** begin Dataset **

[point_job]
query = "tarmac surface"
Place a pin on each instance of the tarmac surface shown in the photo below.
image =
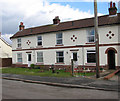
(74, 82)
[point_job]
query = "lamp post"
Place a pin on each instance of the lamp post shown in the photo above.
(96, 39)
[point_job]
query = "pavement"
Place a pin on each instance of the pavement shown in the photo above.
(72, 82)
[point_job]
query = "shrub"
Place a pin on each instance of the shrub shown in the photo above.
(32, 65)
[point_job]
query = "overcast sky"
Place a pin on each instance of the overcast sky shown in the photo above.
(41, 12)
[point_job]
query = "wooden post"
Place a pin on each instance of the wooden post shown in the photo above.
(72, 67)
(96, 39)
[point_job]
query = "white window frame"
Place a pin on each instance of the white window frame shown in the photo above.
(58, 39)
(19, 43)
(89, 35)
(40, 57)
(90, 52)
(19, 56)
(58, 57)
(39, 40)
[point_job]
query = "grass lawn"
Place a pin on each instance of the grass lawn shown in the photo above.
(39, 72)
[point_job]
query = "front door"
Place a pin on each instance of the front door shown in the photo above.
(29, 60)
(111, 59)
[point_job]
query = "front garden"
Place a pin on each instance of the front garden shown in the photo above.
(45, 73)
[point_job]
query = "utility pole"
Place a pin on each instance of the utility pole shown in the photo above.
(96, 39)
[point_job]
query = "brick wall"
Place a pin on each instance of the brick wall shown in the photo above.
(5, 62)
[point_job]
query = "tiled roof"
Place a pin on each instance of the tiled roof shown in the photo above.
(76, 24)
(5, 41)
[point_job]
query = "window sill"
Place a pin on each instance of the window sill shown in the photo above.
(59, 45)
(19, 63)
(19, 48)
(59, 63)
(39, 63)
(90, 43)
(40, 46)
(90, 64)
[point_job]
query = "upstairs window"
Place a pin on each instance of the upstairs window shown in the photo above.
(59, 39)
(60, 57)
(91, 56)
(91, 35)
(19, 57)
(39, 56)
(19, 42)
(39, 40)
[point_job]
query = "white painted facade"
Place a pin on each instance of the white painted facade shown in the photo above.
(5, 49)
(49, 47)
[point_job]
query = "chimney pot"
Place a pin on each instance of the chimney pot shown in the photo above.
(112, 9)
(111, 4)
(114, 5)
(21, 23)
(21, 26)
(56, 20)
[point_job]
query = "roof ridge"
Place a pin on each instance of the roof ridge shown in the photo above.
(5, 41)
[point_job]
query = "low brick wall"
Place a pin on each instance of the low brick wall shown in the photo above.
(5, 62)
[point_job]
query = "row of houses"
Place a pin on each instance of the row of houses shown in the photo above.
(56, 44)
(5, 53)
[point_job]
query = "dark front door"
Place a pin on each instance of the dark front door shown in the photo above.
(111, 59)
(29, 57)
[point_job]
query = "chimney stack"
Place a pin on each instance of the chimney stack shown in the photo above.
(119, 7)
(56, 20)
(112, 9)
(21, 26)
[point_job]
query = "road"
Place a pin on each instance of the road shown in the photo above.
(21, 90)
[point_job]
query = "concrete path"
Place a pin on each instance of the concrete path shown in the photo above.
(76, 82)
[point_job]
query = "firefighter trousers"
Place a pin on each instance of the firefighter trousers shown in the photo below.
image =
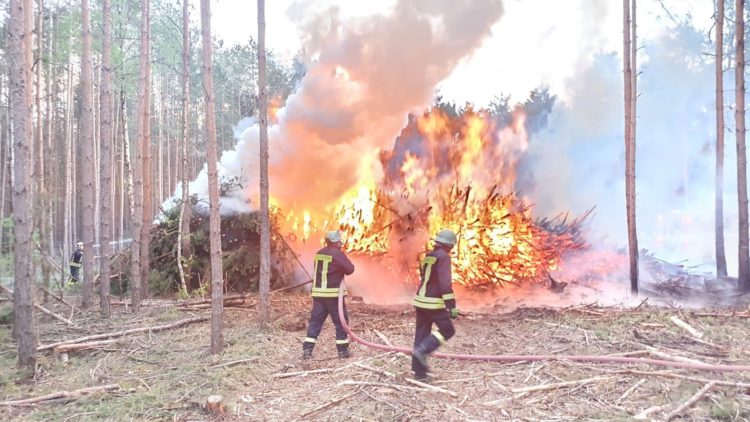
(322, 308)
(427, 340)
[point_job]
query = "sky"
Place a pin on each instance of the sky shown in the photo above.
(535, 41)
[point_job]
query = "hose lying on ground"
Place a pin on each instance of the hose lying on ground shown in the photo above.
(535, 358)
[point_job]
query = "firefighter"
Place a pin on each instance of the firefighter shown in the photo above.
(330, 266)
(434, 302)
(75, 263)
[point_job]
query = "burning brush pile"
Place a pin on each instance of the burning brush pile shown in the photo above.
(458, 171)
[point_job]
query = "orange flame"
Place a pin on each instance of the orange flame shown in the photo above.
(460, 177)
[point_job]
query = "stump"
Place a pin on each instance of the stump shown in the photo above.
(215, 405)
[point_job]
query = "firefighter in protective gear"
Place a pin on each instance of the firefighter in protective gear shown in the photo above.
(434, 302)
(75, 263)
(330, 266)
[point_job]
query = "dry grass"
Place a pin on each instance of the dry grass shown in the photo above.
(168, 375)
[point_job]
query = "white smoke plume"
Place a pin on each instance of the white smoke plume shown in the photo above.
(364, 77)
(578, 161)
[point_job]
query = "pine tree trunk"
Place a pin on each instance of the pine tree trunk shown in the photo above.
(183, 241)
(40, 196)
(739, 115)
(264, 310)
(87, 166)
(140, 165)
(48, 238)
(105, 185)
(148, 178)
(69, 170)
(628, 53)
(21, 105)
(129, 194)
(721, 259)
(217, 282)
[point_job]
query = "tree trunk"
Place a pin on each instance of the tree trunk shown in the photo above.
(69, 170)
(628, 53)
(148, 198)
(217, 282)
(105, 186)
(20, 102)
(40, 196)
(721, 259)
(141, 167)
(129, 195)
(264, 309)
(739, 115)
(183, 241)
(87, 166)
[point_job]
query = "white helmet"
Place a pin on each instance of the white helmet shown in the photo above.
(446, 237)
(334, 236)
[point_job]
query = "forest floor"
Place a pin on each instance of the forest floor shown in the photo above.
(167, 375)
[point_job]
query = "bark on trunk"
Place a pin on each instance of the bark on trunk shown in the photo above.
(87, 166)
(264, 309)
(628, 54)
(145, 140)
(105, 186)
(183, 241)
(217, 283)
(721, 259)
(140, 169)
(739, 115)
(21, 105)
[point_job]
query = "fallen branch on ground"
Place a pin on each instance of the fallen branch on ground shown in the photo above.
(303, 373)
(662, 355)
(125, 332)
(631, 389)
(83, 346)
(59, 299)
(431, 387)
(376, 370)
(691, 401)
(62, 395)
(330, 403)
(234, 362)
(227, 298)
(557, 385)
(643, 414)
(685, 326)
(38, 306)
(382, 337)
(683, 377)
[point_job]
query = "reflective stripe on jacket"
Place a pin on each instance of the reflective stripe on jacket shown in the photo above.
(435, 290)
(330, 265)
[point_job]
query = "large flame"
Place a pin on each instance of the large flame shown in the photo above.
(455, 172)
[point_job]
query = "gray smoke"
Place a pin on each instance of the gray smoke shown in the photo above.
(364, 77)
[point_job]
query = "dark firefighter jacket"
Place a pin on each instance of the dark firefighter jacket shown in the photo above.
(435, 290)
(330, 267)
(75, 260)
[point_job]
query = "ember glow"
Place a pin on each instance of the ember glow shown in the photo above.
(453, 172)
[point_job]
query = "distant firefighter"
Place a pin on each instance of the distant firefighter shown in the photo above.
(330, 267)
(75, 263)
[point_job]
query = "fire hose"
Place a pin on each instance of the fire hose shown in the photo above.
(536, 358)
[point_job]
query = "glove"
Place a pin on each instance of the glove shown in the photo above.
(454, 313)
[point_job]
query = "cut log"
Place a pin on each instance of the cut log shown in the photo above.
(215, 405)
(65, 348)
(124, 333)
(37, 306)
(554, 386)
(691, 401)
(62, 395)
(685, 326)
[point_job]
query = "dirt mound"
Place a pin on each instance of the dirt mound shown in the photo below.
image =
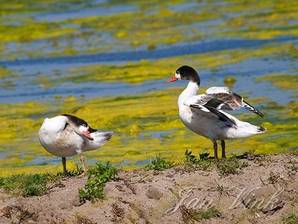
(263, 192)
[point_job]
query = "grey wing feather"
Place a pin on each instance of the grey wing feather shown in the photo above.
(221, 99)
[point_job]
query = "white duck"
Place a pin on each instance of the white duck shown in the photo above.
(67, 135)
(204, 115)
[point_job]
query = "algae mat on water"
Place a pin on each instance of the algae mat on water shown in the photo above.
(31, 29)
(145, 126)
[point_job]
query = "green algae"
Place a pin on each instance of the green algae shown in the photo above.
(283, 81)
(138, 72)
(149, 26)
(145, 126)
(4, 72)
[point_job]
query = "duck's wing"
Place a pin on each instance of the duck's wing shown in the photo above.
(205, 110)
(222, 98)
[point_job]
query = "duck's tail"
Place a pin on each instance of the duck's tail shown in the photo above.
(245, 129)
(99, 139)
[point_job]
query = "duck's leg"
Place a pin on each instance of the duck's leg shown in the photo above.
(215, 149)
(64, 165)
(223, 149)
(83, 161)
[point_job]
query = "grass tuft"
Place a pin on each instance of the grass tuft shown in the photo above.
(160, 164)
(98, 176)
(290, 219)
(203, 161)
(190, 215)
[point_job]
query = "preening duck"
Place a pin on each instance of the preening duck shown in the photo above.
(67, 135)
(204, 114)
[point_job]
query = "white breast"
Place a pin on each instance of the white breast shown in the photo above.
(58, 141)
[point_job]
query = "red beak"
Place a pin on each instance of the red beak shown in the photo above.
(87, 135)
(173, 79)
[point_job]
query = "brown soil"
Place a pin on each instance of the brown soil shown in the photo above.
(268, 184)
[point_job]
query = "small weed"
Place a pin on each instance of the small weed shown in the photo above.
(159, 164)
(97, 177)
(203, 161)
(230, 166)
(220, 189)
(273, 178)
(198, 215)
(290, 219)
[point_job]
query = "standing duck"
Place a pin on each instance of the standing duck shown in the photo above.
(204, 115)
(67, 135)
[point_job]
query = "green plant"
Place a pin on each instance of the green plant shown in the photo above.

** end Dataset **

__Task description__:
Return every line of the records that contains the word "ground", treating uppercase and lowercase letters as distinct.

__Final result__:
query = "hose lying on ground"
Place a pin on each instance of the hose lying on ground shown in the photo above.
query = "fallen branch on ground"
Place a pin on each instance of the fallen branch on ground shown in the photo above.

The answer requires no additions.